Requirement →
Give the entries again, exactly as written.

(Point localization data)

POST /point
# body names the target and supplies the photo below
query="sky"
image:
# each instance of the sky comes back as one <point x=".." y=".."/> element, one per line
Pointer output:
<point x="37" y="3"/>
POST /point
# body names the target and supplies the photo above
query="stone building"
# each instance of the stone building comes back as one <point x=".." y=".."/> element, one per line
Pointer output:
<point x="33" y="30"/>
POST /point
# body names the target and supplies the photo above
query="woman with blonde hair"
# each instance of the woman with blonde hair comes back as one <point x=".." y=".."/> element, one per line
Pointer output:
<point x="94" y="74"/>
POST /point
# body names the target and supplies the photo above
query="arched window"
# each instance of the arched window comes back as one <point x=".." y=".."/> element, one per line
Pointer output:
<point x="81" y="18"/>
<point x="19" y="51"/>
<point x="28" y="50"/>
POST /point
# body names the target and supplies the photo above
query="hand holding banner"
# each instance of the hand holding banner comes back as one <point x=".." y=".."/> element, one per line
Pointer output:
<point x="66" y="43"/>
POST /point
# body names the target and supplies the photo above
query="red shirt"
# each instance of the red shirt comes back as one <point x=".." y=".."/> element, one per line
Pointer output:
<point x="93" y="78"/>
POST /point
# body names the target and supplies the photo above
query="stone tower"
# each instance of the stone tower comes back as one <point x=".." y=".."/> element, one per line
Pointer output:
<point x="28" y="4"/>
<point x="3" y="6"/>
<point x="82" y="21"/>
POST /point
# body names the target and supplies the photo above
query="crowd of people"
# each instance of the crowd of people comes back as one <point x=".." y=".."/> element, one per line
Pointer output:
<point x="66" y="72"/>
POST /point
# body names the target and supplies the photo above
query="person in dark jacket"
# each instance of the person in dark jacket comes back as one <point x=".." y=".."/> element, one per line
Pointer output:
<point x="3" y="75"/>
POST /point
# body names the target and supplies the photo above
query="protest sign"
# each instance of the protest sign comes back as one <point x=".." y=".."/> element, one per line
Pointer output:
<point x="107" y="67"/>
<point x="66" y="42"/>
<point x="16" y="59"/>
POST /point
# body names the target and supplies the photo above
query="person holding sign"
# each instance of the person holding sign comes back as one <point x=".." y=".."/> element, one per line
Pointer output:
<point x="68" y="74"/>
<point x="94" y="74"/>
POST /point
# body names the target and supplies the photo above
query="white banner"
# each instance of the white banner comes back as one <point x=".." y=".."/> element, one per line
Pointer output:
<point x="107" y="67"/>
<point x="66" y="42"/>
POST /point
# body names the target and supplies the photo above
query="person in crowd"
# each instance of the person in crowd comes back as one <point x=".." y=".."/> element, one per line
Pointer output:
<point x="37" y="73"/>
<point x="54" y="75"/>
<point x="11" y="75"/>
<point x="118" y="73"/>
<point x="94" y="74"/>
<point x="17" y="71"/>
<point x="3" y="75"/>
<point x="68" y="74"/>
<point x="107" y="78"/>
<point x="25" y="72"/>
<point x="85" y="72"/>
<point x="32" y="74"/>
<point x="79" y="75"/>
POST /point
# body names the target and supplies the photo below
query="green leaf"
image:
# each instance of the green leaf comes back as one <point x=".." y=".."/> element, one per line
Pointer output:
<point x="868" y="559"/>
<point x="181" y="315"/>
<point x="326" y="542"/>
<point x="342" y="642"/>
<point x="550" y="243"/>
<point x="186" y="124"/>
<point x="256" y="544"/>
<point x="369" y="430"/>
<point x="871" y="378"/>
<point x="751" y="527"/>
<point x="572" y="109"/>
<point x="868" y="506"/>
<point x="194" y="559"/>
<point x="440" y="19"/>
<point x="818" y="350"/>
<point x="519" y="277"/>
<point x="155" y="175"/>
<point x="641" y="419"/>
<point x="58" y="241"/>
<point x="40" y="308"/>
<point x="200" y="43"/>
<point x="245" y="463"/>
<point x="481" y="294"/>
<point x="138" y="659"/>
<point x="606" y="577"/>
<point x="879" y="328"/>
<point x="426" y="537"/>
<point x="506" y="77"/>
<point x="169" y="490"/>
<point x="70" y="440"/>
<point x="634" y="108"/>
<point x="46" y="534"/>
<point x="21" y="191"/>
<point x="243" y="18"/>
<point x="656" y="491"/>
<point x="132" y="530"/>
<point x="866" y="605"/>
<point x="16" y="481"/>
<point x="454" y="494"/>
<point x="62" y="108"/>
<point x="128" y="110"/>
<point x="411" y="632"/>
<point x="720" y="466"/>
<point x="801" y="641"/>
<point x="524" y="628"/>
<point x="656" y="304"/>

Answer to this task →
POST /point
# body names the target and supplies the photo below
query="sky"
image:
# each instance of the sky comes back as one <point x=".." y=".."/> element, one per line
Pointer output:
<point x="37" y="3"/>
POST /point
# body names the target and supplies the photo above
query="stone building"
# each instance of the stone building comes back as one <point x=".." y=".."/> element, one per line
Pointer output:
<point x="33" y="30"/>
POST /point
# body names the target and supplies the photo above
query="woman with blonde hair"
# each instance of the woman with blonde hair comes back as one <point x=".." y=".."/> element, one per line
Pointer output:
<point x="94" y="74"/>
POST /point
# body names the target and supplies the photo above
query="arched window"
# each instance of the arched window comes back as one <point x=".." y=".."/> element, one per line
Pointer output:
<point x="81" y="18"/>
<point x="19" y="51"/>
<point x="28" y="50"/>
POST /point
# body names the target and supplies the photo above
query="hand holding banner"
# each instance of the hand holding banner comes back as one <point x=".." y=".."/> element, one per line
Pointer output:
<point x="66" y="43"/>
POST /point
# body names the target and supplies the photo above
query="red shirt"
# each instance of the red shirt comes back as one <point x=".." y=".."/> element, one per line
Pointer output:
<point x="93" y="78"/>
POST /point
# body names the target and supplies the photo above
query="stone tower"
# each instance of the stone tower comes back as one <point x=".." y=".."/> element, one per line
Pointer output:
<point x="28" y="4"/>
<point x="3" y="6"/>
<point x="82" y="21"/>
POST /point
# body names the target and supplies the photo above
query="crowd of people"
# each instance of the crowd of people comes back as one <point x=".." y=".."/> element, one per line
Pointer output:
<point x="66" y="72"/>
POST /point
# body names the target and supplies the photo above
query="person in dark jacket"
# each instance of the person in dark jacket comes back as one <point x=".." y=".."/> element, one per line
Pointer output:
<point x="3" y="75"/>
POST /point
# body names the target and supplies the photo above
query="protest sign"
# each instance of the protest sign comes back as one <point x=".." y=".."/> element, one per line
Pointer output:
<point x="107" y="67"/>
<point x="66" y="42"/>
<point x="16" y="59"/>
POST /point
# body names the target and supplies the photo above
query="person holding sign"
# each instance of the person holding sign comes back as one <point x=".." y=".."/> element, one per line
Pointer output:
<point x="68" y="74"/>
<point x="94" y="74"/>
POST /point
# body names the target and supplies the photo above
query="white banner"
# each instance of the white banner comes back as one <point x=".." y=".."/> element, one per line
Pointer output:
<point x="107" y="67"/>
<point x="66" y="42"/>
POST /point
# body names the target and supplies the photo above
query="person in crowd"
# each instance of the person in crowd comes back as one <point x=".." y=".."/> element, one per line
Pointer output:
<point x="37" y="73"/>
<point x="54" y="75"/>
<point x="11" y="75"/>
<point x="118" y="73"/>
<point x="94" y="74"/>
<point x="17" y="71"/>
<point x="3" y="75"/>
<point x="68" y="74"/>
<point x="107" y="78"/>
<point x="25" y="72"/>
<point x="85" y="72"/>
<point x="32" y="74"/>
<point x="79" y="75"/>
POST /point
# body names the target and supplies the photo below
query="green leaf"
image:
# each instance of the green leaf comes back as one <point x=".." y=".."/> element, one per line
Pointer output:
<point x="868" y="559"/>
<point x="181" y="315"/>
<point x="326" y="542"/>
<point x="342" y="642"/>
<point x="550" y="243"/>
<point x="186" y="124"/>
<point x="256" y="544"/>
<point x="369" y="430"/>
<point x="871" y="378"/>
<point x="751" y="527"/>
<point x="572" y="109"/>
<point x="868" y="506"/>
<point x="194" y="559"/>
<point x="440" y="19"/>
<point x="818" y="350"/>
<point x="519" y="277"/>
<point x="155" y="175"/>
<point x="641" y="419"/>
<point x="58" y="241"/>
<point x="40" y="308"/>
<point x="200" y="43"/>
<point x="245" y="463"/>
<point x="481" y="294"/>
<point x="138" y="659"/>
<point x="606" y="577"/>
<point x="879" y="328"/>
<point x="426" y="537"/>
<point x="506" y="77"/>
<point x="169" y="490"/>
<point x="70" y="440"/>
<point x="634" y="108"/>
<point x="46" y="534"/>
<point x="21" y="191"/>
<point x="243" y="18"/>
<point x="656" y="491"/>
<point x="132" y="530"/>
<point x="866" y="605"/>
<point x="16" y="481"/>
<point x="454" y="494"/>
<point x="62" y="108"/>
<point x="128" y="110"/>
<point x="411" y="632"/>
<point x="720" y="466"/>
<point x="801" y="641"/>
<point x="524" y="628"/>
<point x="656" y="304"/>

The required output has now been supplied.